[ABOUT THIS TASK] Continue the methods passage below on predicting dementia with the STAD score, starting from its final sentence.

[GIVEN TEXT]
================================
To begin with, we compared baseline characteristics between participants with and without dementia incidence using Student’s t-test for continuous variables and χ2 test for categorical variables. And then, for model construction and validation, we randomly divided the dataset into training and test datasets in a 6:4 ratio.
First, in the training dataset, the optimal cut-off points of the STAD score that best discriminated participants who developed and did not develop dementia were identified using the Youden Index . In the test dataset, the cumulative survival rate of the incidence of dementia during the 24-month follow-up according to the cut-off points was calculated using Kaplan–Meier curves, and intergroup differences were estimated using a log-rank test. Additionally, a Cox proportional hazards regression analysis was conducted to examine the predictive validity of STAD cut-off points for the prediction of dementia incidence. The hazard ratios (HRs) were calculated with 95% confidence intervals (CIs) for the risk of dementia.
================================
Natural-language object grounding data
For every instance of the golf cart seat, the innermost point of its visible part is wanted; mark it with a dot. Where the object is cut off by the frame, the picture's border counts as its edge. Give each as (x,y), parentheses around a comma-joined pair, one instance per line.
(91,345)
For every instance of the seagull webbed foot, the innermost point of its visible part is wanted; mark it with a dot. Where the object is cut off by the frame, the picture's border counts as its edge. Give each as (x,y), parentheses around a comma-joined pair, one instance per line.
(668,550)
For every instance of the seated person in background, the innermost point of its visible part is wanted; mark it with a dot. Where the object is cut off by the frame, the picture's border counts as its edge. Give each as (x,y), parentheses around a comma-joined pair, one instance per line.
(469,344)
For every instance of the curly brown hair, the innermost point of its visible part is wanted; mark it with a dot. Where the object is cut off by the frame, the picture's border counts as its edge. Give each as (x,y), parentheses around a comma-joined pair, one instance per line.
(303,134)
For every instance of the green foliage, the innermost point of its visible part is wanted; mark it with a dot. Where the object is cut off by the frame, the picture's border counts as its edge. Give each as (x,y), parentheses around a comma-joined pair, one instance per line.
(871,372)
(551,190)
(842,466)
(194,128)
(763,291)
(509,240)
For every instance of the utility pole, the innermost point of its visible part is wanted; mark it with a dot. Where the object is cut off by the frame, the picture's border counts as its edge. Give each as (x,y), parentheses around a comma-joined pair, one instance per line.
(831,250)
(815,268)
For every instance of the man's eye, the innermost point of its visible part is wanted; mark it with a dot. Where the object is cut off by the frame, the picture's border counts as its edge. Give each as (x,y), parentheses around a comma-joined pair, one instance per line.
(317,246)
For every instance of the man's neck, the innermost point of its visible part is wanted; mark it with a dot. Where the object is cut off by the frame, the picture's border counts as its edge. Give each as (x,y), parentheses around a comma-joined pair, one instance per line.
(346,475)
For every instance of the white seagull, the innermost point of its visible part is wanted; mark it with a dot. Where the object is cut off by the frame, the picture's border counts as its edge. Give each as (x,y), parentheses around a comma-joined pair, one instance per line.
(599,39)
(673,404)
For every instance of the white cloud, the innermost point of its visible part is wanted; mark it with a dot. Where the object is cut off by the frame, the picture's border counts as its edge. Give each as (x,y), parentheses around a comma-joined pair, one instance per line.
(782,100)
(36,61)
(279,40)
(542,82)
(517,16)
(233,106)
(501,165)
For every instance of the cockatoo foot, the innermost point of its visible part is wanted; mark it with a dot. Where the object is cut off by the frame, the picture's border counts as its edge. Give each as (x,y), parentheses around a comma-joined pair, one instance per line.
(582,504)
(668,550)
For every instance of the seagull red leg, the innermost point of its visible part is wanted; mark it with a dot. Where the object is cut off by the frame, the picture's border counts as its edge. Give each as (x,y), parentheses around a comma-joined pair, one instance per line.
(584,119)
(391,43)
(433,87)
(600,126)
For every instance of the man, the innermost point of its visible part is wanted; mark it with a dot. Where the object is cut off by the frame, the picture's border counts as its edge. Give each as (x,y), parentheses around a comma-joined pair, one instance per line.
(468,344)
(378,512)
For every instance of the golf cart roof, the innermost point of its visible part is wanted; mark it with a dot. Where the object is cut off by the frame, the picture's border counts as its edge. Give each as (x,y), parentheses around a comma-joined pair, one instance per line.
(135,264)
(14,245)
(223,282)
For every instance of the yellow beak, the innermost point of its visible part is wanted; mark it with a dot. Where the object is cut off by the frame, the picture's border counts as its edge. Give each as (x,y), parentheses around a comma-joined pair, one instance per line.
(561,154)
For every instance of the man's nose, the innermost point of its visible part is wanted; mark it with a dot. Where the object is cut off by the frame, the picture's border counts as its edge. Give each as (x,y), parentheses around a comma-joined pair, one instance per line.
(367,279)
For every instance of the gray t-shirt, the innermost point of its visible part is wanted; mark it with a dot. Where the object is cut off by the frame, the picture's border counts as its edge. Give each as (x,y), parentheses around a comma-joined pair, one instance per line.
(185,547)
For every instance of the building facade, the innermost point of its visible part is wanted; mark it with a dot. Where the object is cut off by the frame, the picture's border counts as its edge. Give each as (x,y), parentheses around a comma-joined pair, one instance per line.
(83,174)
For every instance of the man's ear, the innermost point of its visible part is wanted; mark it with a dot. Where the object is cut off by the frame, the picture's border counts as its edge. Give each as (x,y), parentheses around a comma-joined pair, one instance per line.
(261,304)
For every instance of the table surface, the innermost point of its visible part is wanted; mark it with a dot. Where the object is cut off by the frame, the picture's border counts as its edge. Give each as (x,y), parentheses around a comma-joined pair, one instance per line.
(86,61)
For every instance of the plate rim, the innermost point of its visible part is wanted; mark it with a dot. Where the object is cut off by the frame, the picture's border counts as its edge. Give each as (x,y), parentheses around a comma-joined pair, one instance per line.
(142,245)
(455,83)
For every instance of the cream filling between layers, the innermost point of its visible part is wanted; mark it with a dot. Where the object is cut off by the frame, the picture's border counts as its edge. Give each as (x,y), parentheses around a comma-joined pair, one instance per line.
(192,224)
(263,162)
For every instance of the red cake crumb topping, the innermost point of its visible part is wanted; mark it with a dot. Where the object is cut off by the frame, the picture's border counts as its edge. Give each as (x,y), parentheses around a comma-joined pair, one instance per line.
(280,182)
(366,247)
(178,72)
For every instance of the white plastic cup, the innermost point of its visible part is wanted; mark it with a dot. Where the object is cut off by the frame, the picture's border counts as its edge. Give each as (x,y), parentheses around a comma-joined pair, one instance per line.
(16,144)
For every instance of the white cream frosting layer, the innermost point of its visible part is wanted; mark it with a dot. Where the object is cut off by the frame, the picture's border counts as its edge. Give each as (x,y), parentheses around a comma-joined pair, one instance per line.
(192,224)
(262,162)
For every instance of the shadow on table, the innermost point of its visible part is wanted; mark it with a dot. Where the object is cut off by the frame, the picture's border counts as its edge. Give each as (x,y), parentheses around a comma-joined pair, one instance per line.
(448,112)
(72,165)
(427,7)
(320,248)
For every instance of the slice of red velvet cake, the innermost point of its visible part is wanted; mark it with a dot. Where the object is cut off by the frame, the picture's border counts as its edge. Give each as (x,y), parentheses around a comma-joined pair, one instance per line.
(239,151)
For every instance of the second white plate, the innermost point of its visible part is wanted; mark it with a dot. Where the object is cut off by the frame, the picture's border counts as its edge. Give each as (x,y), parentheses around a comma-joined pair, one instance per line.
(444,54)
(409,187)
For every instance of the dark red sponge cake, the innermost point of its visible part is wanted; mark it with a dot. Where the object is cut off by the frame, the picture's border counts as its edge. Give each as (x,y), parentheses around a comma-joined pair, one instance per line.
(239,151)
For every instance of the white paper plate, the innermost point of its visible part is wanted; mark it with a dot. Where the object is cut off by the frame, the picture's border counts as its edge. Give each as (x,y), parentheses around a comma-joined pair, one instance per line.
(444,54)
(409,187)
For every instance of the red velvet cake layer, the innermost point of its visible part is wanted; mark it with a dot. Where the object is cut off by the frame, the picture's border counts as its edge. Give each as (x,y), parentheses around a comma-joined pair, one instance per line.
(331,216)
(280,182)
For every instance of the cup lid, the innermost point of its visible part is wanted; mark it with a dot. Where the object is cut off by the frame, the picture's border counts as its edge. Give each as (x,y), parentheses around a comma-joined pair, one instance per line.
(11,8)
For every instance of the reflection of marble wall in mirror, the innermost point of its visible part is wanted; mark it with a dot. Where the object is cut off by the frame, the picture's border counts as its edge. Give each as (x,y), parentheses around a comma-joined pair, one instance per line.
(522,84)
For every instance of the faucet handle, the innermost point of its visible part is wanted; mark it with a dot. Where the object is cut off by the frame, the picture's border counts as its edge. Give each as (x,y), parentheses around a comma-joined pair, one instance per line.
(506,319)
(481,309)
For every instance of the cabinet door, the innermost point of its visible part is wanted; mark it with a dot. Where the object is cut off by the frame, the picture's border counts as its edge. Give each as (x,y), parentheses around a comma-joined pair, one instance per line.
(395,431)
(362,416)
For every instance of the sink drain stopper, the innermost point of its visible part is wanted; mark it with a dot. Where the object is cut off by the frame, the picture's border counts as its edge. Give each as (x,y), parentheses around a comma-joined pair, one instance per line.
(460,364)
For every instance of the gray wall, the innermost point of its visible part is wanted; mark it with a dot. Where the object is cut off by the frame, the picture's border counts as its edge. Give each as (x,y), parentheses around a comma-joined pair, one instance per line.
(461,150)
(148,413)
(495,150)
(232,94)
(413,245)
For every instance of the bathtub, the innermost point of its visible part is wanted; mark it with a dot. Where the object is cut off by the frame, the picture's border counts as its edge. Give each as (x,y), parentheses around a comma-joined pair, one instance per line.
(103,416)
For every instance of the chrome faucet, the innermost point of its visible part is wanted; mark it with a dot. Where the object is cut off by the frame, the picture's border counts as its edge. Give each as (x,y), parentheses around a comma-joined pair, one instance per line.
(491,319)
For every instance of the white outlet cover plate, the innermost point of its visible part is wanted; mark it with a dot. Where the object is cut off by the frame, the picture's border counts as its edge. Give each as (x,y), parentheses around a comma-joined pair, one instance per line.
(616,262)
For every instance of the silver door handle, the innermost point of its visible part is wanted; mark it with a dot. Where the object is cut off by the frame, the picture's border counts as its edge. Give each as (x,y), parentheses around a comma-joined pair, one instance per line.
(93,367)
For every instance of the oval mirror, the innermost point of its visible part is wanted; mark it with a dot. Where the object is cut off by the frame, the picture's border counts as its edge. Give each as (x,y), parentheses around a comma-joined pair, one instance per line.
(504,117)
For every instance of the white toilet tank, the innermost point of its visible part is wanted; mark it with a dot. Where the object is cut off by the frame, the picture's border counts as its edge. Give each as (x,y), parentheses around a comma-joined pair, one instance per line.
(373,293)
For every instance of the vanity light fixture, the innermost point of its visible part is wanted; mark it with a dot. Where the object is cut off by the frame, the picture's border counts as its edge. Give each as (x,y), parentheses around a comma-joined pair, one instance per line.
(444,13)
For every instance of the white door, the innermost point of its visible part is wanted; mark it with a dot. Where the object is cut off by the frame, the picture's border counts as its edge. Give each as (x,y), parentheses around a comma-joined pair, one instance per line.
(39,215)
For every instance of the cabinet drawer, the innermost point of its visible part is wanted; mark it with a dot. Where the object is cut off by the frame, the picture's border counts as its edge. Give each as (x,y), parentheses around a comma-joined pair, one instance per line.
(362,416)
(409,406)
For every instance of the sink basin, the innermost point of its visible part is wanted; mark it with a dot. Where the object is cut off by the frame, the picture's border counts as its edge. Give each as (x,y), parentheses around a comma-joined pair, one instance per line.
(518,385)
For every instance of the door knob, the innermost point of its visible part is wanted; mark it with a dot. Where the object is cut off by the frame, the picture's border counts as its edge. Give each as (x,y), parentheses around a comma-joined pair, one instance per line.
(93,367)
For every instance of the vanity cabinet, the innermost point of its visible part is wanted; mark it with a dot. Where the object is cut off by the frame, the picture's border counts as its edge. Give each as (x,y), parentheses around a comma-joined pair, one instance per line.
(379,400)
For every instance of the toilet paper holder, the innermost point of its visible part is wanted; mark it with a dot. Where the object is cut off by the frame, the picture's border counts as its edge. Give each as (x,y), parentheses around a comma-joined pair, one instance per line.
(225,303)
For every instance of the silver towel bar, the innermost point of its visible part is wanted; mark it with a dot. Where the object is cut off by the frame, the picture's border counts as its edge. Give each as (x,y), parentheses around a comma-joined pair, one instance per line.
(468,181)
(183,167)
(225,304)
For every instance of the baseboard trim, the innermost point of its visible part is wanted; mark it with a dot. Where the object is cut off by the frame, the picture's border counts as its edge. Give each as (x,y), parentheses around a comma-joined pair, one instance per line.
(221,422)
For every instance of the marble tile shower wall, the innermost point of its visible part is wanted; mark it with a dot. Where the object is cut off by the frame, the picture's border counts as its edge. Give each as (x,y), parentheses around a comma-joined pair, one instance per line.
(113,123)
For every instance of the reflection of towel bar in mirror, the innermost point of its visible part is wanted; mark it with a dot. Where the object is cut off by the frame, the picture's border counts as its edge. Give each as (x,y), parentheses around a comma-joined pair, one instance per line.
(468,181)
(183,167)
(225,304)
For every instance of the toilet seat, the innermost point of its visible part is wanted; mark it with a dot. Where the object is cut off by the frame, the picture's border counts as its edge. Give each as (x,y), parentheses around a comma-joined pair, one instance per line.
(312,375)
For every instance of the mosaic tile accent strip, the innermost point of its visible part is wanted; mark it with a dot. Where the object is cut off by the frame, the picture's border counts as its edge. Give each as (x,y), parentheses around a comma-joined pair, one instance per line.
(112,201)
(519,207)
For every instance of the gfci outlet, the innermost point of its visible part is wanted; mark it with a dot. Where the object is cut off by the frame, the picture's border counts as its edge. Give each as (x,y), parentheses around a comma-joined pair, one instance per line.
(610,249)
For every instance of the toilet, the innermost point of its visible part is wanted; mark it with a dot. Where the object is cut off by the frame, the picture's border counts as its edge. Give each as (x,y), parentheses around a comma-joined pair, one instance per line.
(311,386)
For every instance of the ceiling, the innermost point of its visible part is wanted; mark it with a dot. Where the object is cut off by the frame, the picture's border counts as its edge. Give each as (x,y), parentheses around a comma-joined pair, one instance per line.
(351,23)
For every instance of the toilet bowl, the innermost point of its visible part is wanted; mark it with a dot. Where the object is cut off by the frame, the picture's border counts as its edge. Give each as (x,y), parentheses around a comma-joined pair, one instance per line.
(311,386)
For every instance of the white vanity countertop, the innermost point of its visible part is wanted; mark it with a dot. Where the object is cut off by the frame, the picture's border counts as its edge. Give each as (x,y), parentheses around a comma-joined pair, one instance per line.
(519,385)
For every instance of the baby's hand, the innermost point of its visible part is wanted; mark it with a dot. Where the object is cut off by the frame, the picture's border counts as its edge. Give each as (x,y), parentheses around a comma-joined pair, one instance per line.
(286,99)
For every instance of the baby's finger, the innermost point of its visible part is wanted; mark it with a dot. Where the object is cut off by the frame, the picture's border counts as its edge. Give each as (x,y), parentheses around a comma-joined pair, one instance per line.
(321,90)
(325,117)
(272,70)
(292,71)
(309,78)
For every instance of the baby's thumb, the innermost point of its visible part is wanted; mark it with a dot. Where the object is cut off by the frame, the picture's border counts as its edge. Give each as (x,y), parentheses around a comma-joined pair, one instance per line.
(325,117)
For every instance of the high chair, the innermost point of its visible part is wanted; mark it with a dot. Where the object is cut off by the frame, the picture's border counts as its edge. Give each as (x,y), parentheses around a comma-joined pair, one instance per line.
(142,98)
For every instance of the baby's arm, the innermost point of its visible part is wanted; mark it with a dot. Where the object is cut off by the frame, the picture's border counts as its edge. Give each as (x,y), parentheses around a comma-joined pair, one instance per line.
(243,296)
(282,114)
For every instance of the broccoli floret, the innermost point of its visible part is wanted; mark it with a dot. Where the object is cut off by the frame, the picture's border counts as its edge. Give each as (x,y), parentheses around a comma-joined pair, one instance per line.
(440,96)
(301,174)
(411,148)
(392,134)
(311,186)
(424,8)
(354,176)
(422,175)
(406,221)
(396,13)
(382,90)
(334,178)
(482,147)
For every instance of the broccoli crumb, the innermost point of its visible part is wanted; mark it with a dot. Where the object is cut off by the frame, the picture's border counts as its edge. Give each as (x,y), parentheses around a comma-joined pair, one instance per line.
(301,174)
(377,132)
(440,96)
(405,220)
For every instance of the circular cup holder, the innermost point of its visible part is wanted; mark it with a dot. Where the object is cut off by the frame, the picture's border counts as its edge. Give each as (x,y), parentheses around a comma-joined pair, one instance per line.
================================
[ANSWER TO THIS TASK]
Second, we used a decision-tree model to enhance the predictive ability of STAD for dementia risk screening. We performed a decision-tree analysis using the CART algorithm to identify the optimal and minimum combination of STAD items for predicting the risk of dementia in the training dataset. The CART algorithm is based on recursive partitioning analysis, and the aim is to develop prediction rules by constructing binary trees. For this analysis, the Gini index  was used as the splitting criterion, which characterized the impurity of a sample set, and the maximum tree depth was set to 3. Additionally, the synthetic minority oversampling technique (SMOTE)  was applied to solve the problem of imbalanced data in the dementia status (incidence rate of dementia was only 2.2%), as some supervised algorithms showed worse performance with unbalanced datasets.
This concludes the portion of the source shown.